### [Requirements]
Report every line below that contains the string "stone", copying each such line in full. Treat the match as case-sensitive.

### [Exercise data]
--- start ---

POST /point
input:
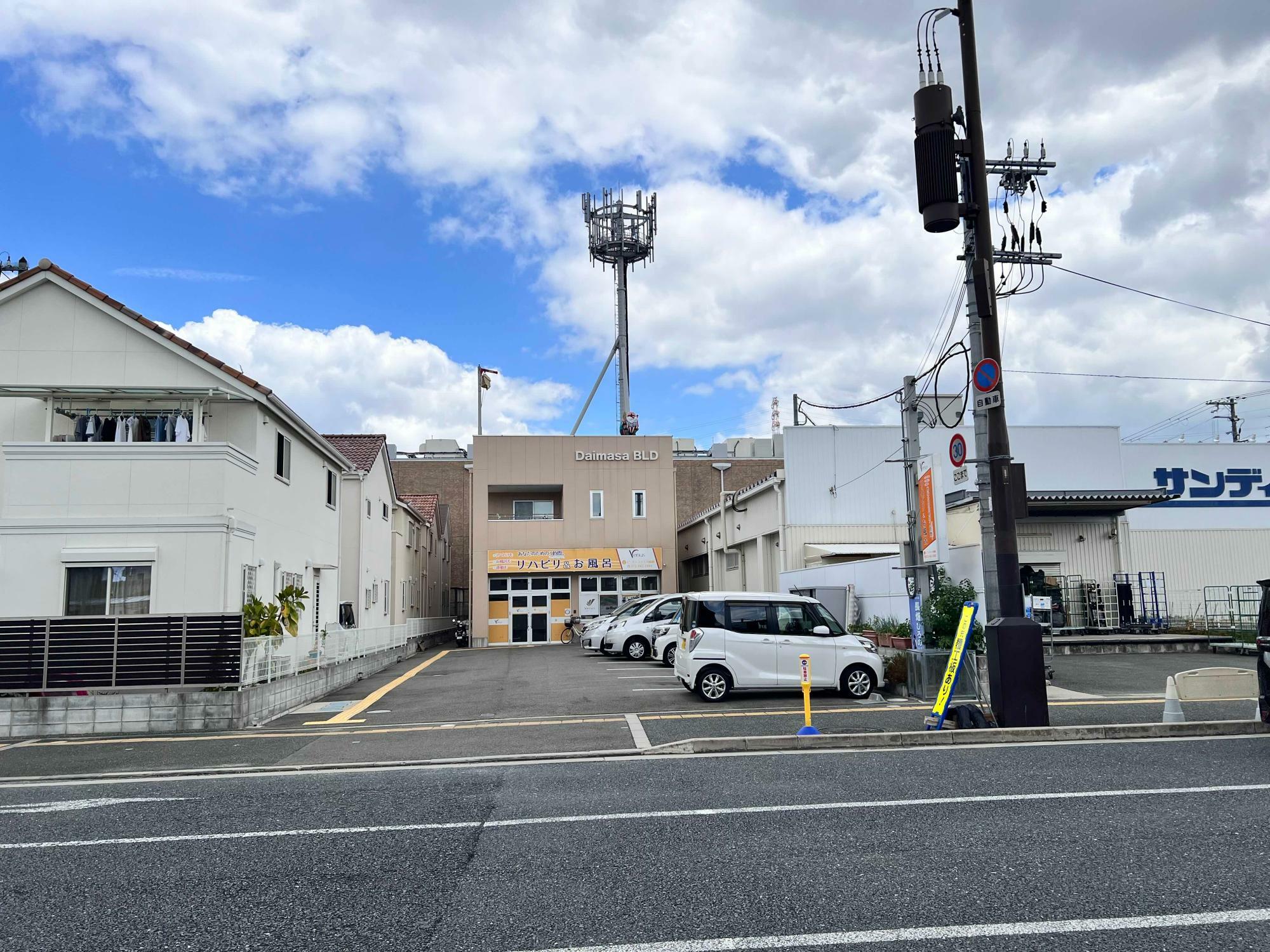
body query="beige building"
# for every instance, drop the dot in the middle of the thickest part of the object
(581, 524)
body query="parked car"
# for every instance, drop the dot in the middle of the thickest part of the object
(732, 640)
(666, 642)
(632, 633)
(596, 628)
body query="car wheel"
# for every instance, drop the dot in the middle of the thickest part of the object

--- end ---
--- start ---

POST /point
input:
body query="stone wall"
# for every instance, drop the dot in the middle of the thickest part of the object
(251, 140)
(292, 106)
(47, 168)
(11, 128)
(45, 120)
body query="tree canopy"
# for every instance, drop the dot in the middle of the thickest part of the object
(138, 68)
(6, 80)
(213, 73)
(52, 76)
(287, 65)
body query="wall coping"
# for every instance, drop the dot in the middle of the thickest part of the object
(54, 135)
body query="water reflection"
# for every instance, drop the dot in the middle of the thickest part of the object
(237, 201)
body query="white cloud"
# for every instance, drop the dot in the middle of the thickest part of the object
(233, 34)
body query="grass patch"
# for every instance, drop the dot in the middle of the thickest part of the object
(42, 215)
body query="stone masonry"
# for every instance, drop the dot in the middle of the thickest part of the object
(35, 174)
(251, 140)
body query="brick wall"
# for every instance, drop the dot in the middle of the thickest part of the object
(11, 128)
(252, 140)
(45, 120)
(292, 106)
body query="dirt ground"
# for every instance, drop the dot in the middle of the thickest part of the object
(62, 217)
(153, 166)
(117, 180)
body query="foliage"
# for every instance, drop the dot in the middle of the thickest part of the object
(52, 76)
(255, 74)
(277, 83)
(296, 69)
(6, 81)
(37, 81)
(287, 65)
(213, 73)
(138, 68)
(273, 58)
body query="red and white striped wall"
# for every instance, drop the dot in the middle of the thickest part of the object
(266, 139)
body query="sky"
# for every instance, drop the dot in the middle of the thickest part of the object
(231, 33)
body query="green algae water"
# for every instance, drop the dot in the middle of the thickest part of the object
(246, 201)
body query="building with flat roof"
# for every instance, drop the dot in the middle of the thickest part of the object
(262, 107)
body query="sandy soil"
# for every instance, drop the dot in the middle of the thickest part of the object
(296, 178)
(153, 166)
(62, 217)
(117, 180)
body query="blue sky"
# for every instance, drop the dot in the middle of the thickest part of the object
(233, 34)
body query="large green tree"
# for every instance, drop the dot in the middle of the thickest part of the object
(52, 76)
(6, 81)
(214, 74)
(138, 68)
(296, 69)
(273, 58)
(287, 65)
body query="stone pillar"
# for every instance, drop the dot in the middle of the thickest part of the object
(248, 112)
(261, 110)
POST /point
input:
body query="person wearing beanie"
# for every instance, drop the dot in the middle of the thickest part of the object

--- end ---

### [Written response]
body query="stone wall"
body query="stone masonry"
body query="stone pillar"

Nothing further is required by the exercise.